**EXTRACT TO READ**
Re: [Lsf-pc] [Cluster-devel] [LSF/MM ATTEND] [TOPIC] fs/block interface discussions

Alex Elsayed <eternaleye@xxxxxxxxx> · Fri, 12 Dec 2014 12:49:50 -0800

Alex Elsayed wrote:

> Jan Kara wrote:
> 
>>   Hi,
>> 
>> On Fri 12-12-14 11:46:34, Steven Whitehouse wrote:
>>> On 11/12/14 00:52, Alasdair G Kergon wrote:
>>> >On Wed, Dec 10, 2014 at 07:46:51PM +0100, Jan Kara wrote:
>>> >>   But still you first need to stop all writes to the filesystem, then
>>> >>   do a
>>> >>sync, and then allow writing again - which is exactly what freeze
>>> >>does.
>>> >And with device-mapper, we were asked to support the taking of
>>> >snapshots of multiple volumes simultaneously (e.g. where the
>>> >application data is stored across more than one filesystem). Thin dm
>>> >snapshots can handle this (the original non-thin ones can't).
>>> >
>>> Thats good to know, and a useful feature. One of the issues I can
>>> see is that because there are a number of different layers involved
>>> (application/fs/storage) coordination of requirements between those
>>> is not easy. To try to answer Jan's question earlier in the thread,
>>> no I don't know any specific application developers, but I can
>>> certainly help to propose some kind of solution, and then get some
>>> feedback. I think it is probably going to be easier to start with a
>>> specific proposal, albeit tentative, and then ask for feedback than
>>> to just say "how should we do this?" which is a lot more open ended.
>>> 
>>> Going back to the other point above regarding freeze, is it not
>>> necessarily a requirement to stop all writes in order to do a
>>> snapshot, what is needed is in effect a barrier between operations
>>> which should be represented in the snapshot and those which should
>>> not, because they happen "after" the snapshot has been taken. Not
>>> that I'm particularly attached to that proposal as it stands, but I
>>> hope it demonstrates the kind of thing I had in mind for discussion.

**MATERIAL SUPPLIED**
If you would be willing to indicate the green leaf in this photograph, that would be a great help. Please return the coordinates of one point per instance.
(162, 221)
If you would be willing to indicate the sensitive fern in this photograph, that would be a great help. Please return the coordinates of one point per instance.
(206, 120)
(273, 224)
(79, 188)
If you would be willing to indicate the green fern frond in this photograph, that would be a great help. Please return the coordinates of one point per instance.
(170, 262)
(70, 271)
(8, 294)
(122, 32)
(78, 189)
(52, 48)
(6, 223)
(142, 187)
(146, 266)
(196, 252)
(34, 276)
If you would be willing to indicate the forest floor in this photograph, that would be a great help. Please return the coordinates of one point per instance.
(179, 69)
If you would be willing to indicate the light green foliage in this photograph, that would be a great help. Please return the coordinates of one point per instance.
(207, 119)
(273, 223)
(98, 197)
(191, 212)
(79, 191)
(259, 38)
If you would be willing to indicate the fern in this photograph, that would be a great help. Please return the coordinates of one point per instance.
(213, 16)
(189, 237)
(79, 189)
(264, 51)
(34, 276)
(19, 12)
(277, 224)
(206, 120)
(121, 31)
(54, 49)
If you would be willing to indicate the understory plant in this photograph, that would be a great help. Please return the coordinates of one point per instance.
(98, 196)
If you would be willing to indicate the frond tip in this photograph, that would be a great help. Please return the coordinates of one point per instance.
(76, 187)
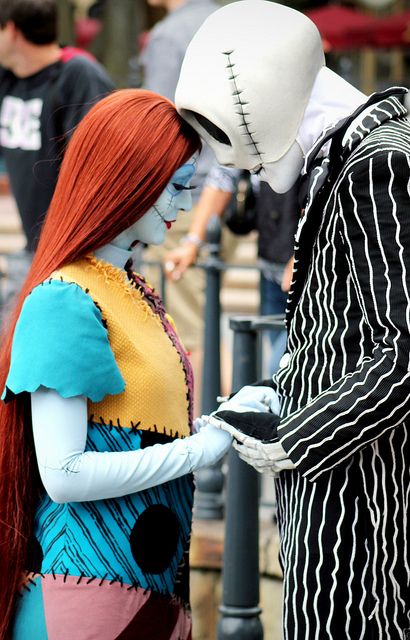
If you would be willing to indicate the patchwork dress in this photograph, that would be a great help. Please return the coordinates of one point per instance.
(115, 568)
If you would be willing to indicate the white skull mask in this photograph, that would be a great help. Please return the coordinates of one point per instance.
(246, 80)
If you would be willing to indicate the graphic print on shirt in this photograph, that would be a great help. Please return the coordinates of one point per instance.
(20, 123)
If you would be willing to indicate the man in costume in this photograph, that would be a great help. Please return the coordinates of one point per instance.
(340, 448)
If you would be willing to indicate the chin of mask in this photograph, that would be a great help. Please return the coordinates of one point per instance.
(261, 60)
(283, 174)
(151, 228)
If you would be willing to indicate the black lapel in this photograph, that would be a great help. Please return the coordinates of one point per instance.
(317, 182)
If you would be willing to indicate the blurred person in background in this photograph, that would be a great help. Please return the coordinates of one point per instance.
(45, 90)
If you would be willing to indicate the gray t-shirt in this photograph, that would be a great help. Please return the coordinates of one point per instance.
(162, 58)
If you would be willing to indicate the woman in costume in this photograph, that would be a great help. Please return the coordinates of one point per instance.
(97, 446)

---

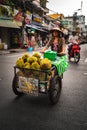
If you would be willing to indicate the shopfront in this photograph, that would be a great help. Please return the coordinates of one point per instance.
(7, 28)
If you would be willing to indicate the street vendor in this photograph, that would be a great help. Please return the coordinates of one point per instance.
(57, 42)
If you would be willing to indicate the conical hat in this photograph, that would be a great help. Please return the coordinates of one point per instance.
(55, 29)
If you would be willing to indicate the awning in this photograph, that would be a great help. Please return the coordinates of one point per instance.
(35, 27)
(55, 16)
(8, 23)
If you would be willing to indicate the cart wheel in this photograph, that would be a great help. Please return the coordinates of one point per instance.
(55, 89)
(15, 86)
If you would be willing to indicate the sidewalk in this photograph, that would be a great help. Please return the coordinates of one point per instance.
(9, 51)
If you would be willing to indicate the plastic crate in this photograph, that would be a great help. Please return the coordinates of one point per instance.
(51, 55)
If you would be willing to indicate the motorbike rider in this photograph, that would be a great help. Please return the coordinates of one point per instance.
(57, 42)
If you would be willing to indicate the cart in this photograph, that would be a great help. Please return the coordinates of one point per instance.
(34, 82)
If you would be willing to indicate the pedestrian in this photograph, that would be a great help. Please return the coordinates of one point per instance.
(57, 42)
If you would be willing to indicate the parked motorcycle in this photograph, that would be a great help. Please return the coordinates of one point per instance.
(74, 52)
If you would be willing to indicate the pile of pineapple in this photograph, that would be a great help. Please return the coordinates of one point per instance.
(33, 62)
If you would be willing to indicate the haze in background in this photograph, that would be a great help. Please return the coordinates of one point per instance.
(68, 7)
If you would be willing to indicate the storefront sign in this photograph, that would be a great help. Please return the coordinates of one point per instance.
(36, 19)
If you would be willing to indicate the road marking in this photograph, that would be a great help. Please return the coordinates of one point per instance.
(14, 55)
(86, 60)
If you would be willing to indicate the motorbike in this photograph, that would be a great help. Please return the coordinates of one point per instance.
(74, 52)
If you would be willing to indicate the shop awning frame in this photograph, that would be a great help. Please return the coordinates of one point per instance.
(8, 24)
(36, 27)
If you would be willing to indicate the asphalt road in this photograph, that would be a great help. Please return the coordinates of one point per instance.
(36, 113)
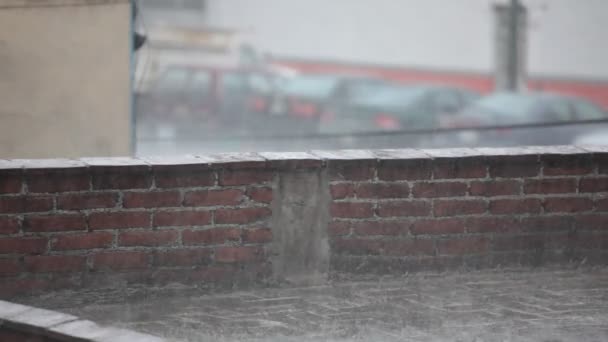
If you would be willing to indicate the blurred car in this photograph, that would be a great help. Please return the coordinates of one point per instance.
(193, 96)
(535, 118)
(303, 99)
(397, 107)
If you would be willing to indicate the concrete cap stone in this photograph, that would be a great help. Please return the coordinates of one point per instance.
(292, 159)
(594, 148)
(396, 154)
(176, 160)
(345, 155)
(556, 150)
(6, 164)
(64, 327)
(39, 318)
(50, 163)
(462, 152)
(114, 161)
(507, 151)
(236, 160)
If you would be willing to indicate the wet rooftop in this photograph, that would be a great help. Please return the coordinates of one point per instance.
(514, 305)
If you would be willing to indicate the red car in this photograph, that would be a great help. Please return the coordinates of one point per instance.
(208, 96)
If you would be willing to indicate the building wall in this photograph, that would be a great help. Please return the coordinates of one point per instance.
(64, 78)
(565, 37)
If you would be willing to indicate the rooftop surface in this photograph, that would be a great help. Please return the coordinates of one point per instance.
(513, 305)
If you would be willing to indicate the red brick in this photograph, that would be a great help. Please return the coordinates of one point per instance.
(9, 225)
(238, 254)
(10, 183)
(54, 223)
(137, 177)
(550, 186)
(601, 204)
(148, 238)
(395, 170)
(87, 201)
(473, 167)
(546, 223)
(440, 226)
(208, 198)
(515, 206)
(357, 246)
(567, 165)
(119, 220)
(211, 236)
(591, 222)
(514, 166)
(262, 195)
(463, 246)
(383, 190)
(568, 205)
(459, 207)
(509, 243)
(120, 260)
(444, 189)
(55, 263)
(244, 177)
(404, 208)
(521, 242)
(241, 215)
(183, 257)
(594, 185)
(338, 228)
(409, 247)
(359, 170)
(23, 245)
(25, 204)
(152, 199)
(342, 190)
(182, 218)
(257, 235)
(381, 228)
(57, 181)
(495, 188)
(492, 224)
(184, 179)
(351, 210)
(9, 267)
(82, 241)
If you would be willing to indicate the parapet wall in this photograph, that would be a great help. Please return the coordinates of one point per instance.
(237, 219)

* * *

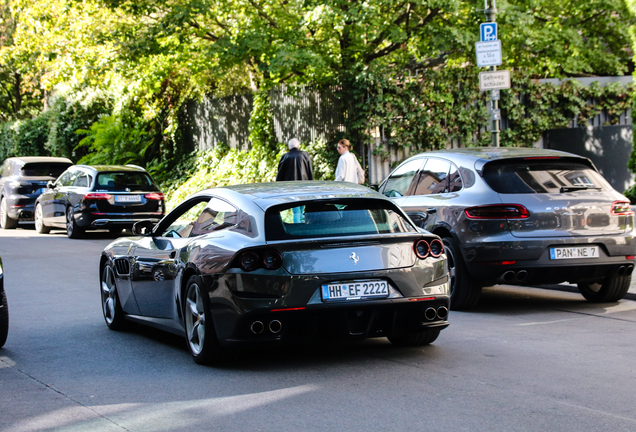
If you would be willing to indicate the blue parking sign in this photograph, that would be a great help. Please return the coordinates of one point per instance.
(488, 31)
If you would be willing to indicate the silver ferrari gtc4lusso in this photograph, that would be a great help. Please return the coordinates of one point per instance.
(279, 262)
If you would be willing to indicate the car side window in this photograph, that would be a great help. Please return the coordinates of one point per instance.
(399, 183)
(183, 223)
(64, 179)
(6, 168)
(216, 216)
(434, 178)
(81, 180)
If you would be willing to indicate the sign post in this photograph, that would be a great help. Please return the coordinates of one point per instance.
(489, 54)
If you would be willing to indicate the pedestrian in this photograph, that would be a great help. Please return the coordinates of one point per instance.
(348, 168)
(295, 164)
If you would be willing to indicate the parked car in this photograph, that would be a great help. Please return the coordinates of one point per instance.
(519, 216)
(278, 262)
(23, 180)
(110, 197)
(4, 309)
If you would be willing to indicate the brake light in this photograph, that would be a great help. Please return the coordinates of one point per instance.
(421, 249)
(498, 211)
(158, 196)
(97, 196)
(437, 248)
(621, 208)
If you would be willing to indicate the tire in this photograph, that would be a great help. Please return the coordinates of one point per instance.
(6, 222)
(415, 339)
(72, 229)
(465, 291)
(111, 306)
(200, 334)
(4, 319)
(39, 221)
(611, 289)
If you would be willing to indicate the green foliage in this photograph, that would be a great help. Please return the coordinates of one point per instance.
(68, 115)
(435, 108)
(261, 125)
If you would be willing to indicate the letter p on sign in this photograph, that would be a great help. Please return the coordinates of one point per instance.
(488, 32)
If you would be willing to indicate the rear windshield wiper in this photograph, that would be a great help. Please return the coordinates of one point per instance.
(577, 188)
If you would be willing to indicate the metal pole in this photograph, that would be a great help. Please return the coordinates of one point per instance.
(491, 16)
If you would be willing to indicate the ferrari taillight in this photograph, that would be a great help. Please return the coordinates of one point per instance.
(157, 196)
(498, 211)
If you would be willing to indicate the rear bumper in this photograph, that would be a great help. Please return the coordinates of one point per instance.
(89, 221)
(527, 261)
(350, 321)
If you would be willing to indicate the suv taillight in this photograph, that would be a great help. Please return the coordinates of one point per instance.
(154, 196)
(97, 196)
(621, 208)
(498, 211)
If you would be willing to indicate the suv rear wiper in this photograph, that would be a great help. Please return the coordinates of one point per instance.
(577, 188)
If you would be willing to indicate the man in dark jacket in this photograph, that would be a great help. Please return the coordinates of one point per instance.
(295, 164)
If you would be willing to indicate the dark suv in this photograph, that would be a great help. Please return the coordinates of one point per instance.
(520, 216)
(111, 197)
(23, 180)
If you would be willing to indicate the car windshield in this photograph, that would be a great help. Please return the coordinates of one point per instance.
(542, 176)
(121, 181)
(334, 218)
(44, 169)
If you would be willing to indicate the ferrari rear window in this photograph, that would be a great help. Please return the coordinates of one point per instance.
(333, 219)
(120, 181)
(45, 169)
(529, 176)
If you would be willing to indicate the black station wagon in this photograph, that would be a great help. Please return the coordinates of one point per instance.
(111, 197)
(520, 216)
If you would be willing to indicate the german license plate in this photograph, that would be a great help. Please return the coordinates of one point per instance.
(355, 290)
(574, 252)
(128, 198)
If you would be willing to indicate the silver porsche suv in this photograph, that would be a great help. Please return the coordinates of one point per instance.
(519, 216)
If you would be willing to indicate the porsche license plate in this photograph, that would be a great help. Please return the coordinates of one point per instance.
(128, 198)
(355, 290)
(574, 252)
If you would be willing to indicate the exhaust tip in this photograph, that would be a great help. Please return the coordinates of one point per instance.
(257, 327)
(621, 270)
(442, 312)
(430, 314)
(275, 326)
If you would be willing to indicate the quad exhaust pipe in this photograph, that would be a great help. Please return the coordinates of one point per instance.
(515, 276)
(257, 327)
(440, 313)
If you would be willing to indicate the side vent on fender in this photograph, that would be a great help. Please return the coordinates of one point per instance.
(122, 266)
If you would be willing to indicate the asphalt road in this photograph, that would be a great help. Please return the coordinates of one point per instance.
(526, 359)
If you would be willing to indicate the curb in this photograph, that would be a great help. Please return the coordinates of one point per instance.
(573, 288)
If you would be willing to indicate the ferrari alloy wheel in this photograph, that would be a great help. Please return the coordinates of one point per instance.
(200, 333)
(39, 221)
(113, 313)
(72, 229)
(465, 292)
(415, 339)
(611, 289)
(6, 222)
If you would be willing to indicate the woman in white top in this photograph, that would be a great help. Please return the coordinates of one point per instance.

**PROMPT A**
List every person named in the fs/block interface discussion thread as having written a message, whether in the header or in the quoted attributions. Give each name once.
**PROMPT B**
Resume the fs/block interface discussion thread after its last sentence, keeping its quoted-reply format.

**ANSWER A**
Alex Elsayed, Jan Kara, Steven Whitehouse, Alasdair G Kergon

**ANSWER B**
>>> I hope also that it will be possible to come up with a better
>>> solution during and/or following the discussion.
>>   I think understand your idea with a 'barrier'. It's just that I have
>> troubles seeing how it would actually get implemented - how do you make
>> sure that e.g. after writing back block allocation bitmap and while
>> writing back other metadata, noone can allocate new blocks to file 'foo'
>> and still writeback the file's inode before you submit the barrier?
> 
> Actually, I suspect something could be (relatively) trivially implemented
> using a similar strategy to dm-era. Snapshots increment the era; blocks
> from previous eras cannot be overwritten or removed, and the target could
> be mapped to view a past era. With that, you have essentially
> instantaneous snapshots (increment a counter) with only a barrier
> constraint, not freezing.

Thinking on it further, I'd suspect dm-thinp would also be fine with some 
form of barrier, rather than full freezing - generally speaking, if 
snapshots are (roughly) instantaneous, then we don't need to care so much 
about "during" the snapshot - ensuring a consistent state at one instant and 
preventing reordering across it should be sufficient.

>>> The goal  would really be to figure out which bits we already have,
>>> which bits are missing, where the problems are, what can be done
>>> better, and so forth, while we have at least two of the three layers
>>> represented and in the same room. This is very much something for
>>> the long term rather than a quick discussion followed by a few
>>> patches kind of thing, I think,
>>   Sure, if you have some proposal (not necessarily patches) then it's
>> probably worth talking about.
>> 
>> Honza
> 
> --
> To unsubscribe from this list: send the line "unsubscribe linux-fsdevel"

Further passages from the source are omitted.